(Pointing entries for named objects)
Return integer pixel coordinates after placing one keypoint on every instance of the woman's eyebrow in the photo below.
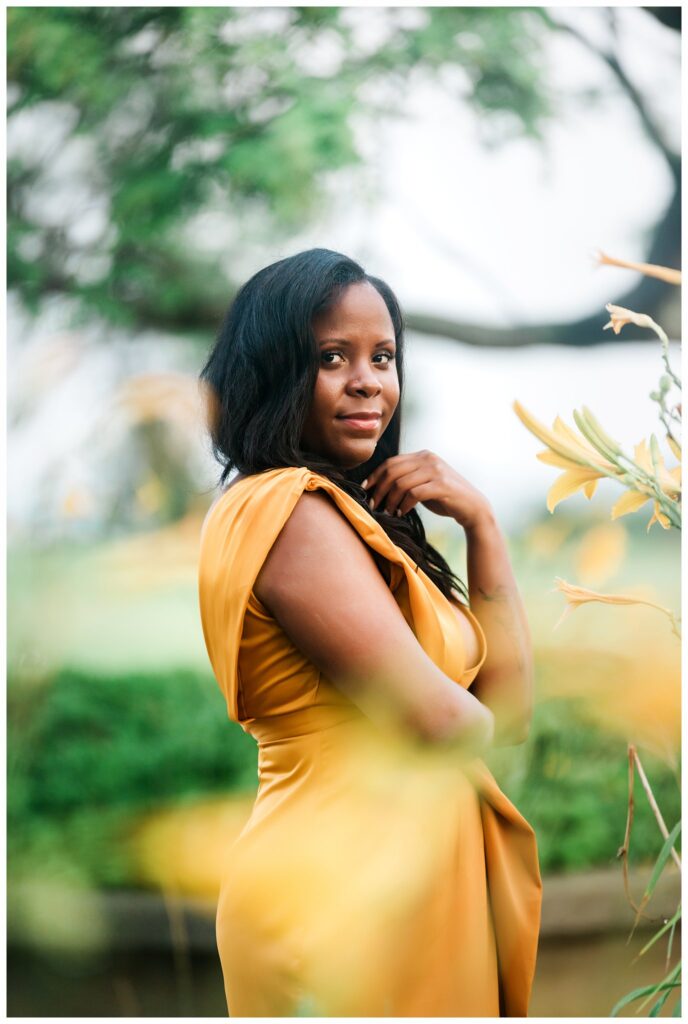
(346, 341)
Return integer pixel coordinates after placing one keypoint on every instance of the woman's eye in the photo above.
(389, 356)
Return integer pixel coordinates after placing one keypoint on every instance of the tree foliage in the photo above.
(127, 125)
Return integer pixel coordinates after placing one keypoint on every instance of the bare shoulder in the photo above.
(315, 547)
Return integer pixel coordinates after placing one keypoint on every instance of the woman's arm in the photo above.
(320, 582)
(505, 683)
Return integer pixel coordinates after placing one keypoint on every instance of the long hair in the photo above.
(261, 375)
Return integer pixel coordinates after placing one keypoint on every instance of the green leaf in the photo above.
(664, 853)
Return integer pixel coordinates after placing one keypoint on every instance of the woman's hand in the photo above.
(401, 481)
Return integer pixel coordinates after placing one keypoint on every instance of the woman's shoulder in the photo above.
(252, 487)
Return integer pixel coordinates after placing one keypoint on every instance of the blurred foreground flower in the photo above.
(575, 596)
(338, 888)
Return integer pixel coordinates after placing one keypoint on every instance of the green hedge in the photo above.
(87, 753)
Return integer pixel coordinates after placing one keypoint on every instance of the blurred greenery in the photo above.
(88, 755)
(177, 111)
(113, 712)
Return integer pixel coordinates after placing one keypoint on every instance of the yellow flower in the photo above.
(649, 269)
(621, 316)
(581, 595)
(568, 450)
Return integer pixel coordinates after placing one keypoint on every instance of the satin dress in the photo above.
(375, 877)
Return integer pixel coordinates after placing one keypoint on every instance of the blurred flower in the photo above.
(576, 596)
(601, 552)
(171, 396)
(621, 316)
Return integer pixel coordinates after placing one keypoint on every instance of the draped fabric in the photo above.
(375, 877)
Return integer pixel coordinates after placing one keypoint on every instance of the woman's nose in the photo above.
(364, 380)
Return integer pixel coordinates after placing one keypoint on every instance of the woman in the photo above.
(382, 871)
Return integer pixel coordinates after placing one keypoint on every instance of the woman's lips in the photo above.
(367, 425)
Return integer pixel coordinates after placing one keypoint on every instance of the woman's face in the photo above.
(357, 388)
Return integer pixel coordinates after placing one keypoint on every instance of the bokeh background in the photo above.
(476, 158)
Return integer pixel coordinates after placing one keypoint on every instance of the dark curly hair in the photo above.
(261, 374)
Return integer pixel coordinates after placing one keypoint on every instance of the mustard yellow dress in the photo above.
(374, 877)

==

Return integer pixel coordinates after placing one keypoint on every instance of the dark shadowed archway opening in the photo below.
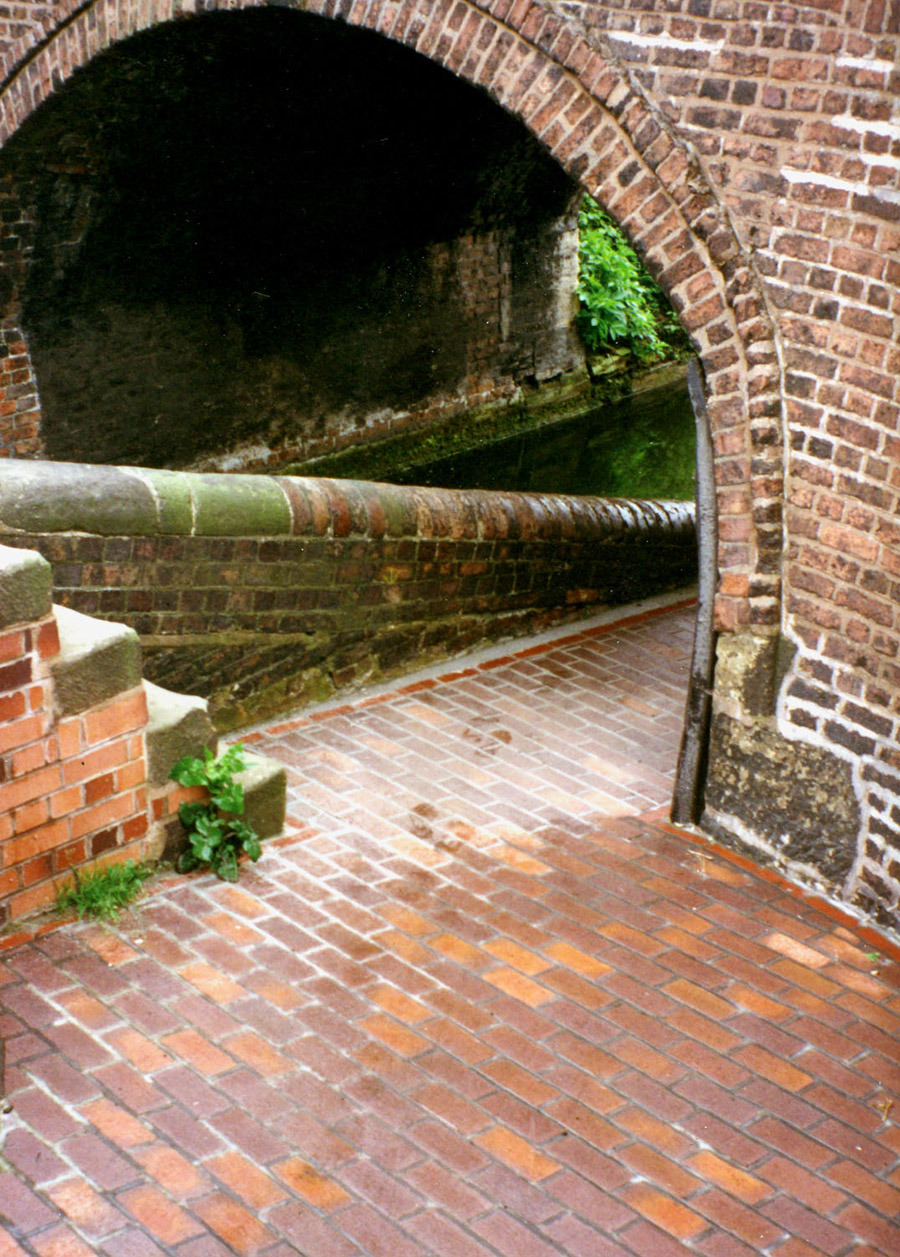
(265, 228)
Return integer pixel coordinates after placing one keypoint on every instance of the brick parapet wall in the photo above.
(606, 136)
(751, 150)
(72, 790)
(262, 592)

:: Problem to solve ::
Pick out each line in the records above that contains the string "dark". Case matters when matching.

:: Solution to this task ::
Return integer pixel coordinates after placing one keypoint on every instance of the dark curly hair in the photo above.
Return integer pixel coordinates after placing one keypoint on every instance of the dark shadowed archway opening in the photo below.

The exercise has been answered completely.